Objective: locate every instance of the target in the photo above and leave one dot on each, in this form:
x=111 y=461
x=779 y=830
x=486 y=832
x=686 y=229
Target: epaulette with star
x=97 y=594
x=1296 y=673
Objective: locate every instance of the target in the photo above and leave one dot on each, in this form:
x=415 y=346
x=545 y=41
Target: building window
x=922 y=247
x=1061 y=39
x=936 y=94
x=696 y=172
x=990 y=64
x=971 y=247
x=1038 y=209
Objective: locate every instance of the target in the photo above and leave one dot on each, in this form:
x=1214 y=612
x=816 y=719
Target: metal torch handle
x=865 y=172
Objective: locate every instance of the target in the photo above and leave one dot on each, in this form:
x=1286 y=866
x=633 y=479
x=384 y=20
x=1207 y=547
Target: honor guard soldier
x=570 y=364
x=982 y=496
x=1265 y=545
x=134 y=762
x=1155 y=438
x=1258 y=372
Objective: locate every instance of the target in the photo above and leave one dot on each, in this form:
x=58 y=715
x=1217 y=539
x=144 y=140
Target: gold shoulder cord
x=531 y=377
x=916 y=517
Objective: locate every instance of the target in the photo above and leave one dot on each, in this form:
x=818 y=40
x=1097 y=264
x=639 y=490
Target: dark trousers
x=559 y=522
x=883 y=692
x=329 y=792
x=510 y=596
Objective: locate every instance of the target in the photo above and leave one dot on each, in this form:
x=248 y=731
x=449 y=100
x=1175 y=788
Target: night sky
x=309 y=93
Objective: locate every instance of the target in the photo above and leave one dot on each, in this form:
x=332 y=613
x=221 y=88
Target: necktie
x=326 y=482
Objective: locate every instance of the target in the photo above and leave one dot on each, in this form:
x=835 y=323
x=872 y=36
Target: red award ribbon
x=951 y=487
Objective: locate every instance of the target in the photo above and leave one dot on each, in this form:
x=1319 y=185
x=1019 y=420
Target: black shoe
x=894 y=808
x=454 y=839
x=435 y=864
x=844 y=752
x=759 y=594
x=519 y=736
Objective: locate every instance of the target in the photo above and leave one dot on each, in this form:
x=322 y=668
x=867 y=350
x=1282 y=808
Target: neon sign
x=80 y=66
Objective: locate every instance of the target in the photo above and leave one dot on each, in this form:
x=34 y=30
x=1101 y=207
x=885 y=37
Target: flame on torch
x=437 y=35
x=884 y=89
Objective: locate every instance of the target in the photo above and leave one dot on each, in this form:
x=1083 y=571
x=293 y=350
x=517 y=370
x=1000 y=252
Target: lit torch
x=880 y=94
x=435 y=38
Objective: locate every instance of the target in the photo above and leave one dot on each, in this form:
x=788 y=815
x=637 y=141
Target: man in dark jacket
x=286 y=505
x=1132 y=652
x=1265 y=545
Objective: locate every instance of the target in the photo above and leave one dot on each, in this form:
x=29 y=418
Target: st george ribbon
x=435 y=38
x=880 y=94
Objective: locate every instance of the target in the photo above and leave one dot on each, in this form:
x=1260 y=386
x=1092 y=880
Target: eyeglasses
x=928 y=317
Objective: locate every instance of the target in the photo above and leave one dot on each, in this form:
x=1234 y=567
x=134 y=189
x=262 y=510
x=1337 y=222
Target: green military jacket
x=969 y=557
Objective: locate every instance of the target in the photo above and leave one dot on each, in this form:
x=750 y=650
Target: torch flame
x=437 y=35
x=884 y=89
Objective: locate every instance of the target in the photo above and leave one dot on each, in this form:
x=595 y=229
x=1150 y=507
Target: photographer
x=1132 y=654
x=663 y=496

--

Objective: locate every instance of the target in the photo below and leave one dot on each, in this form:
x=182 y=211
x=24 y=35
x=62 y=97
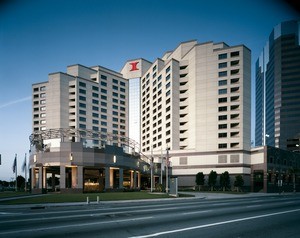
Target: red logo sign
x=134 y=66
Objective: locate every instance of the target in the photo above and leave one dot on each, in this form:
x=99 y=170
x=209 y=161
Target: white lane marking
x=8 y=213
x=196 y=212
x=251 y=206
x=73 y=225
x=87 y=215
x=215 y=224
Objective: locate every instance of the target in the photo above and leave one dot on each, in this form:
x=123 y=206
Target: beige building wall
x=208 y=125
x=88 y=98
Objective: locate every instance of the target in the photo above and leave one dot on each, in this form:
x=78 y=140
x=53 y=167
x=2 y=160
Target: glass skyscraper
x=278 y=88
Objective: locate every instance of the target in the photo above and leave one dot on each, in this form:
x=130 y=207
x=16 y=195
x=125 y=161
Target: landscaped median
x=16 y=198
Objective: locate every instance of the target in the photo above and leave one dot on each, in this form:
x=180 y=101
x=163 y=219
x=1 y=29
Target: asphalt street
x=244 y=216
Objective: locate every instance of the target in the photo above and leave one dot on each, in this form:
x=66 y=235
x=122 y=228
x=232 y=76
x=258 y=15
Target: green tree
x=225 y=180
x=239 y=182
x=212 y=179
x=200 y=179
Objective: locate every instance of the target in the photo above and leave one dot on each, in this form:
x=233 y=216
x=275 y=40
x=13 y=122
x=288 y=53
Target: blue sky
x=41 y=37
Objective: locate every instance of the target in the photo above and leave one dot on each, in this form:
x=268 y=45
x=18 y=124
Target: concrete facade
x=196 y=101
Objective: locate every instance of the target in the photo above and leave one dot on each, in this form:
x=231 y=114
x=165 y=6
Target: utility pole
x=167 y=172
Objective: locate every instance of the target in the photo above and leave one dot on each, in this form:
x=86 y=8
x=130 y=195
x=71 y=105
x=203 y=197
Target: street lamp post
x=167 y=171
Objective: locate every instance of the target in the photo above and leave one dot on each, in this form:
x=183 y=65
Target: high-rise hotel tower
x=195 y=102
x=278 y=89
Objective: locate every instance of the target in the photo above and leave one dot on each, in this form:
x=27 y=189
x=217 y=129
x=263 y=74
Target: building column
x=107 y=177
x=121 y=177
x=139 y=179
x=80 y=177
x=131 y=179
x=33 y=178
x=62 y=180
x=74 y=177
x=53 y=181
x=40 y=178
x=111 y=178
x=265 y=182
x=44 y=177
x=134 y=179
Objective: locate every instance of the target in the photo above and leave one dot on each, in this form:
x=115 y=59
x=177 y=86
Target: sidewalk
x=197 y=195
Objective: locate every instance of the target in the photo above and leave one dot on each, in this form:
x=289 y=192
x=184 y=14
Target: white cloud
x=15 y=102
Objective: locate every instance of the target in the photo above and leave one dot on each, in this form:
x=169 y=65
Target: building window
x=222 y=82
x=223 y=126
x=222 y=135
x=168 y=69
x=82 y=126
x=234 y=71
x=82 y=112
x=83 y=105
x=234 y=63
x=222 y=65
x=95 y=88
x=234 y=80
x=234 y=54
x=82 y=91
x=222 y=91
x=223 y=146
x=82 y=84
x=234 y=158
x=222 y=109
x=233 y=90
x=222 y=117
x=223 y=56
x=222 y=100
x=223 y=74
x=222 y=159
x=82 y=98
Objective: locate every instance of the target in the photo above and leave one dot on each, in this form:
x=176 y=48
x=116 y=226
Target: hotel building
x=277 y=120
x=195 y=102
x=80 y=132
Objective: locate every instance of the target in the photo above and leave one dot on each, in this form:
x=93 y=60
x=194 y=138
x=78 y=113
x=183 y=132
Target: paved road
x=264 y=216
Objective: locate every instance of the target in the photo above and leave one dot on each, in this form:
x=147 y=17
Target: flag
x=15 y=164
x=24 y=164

## [Work required]
After the two blocks, pick out every line that contains the word "flame" and copy it.

## [Result below]
Target: flame on torch
Target: torch flame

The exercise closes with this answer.